The task
Copy the following records line for line, without changing anything in them.

####

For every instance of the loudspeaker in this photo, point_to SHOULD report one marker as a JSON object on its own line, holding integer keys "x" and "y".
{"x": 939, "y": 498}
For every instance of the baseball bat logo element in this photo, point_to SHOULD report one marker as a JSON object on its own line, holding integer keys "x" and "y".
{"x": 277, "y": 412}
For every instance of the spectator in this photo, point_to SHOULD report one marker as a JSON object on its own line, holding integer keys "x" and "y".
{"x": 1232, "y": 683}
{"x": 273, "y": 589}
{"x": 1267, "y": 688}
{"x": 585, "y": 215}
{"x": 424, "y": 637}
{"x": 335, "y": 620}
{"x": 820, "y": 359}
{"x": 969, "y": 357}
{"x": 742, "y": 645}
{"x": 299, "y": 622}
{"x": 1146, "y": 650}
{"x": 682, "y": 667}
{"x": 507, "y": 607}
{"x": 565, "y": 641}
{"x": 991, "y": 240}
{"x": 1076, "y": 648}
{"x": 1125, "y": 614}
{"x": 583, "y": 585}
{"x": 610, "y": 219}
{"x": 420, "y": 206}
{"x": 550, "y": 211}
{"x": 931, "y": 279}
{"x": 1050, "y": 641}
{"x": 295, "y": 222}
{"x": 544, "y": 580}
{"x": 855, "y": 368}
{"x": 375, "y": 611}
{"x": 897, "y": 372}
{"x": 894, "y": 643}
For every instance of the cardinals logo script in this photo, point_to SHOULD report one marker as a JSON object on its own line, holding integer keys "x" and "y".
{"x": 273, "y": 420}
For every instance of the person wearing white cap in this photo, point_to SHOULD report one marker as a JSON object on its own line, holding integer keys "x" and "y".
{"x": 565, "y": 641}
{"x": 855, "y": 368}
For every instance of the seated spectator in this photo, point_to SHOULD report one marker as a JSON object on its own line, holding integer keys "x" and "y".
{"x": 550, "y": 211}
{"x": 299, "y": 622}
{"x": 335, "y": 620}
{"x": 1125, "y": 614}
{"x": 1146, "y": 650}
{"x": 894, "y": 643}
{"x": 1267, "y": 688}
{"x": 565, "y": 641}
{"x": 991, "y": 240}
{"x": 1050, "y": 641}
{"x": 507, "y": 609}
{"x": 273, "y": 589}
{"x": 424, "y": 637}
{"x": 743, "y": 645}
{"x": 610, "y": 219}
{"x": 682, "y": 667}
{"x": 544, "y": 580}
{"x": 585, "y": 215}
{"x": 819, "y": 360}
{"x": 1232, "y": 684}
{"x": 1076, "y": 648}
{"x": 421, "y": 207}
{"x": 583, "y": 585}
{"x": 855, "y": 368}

####

Full response
For every instance of the loudspeaker in this photo, point_to SHOULD report one marker as a JSON object on its own line, holding integer keys "x" and "y".
{"x": 939, "y": 498}
For every instance of the baseball bat logo element in this photo, point_to SHOULD report one marker as a JSON object on its own line, holding integer keys "x" and "y".
{"x": 277, "y": 412}
For every instance of the spectator in this photo, point_to SHOULD report one marker as a JSON object on its own line, holding integer keys "x" and "y".
{"x": 1232, "y": 683}
{"x": 273, "y": 589}
{"x": 1267, "y": 688}
{"x": 585, "y": 215}
{"x": 424, "y": 637}
{"x": 335, "y": 620}
{"x": 820, "y": 359}
{"x": 969, "y": 357}
{"x": 742, "y": 645}
{"x": 299, "y": 622}
{"x": 1146, "y": 650}
{"x": 682, "y": 667}
{"x": 507, "y": 607}
{"x": 565, "y": 641}
{"x": 991, "y": 240}
{"x": 1076, "y": 648}
{"x": 1125, "y": 614}
{"x": 583, "y": 585}
{"x": 610, "y": 219}
{"x": 420, "y": 206}
{"x": 550, "y": 211}
{"x": 931, "y": 279}
{"x": 1050, "y": 641}
{"x": 295, "y": 222}
{"x": 544, "y": 580}
{"x": 855, "y": 368}
{"x": 375, "y": 611}
{"x": 897, "y": 372}
{"x": 894, "y": 643}
For every instance of the cardinals logo script in this photo, point_to SHOULD report one marker as a JSON object on its own line, holding integer keys "x" and "y".
{"x": 273, "y": 420}
For every instance of the person wearing white cap in this photo, point_to SHOULD report one marker as a JSON object on its own line, holding integer keys "x" and "y".
{"x": 565, "y": 641}
{"x": 855, "y": 368}
For every instance of the seated spectator in this photo, point_to SHOULD report one marker as a JSON object on its own line, holding integer keys "x" and "y".
{"x": 550, "y": 211}
{"x": 299, "y": 622}
{"x": 335, "y": 620}
{"x": 1125, "y": 614}
{"x": 1146, "y": 650}
{"x": 894, "y": 643}
{"x": 1267, "y": 688}
{"x": 565, "y": 641}
{"x": 991, "y": 240}
{"x": 1050, "y": 641}
{"x": 507, "y": 609}
{"x": 273, "y": 589}
{"x": 424, "y": 637}
{"x": 743, "y": 645}
{"x": 610, "y": 219}
{"x": 682, "y": 667}
{"x": 544, "y": 580}
{"x": 585, "y": 215}
{"x": 819, "y": 360}
{"x": 1232, "y": 684}
{"x": 1076, "y": 648}
{"x": 421, "y": 207}
{"x": 583, "y": 585}
{"x": 855, "y": 368}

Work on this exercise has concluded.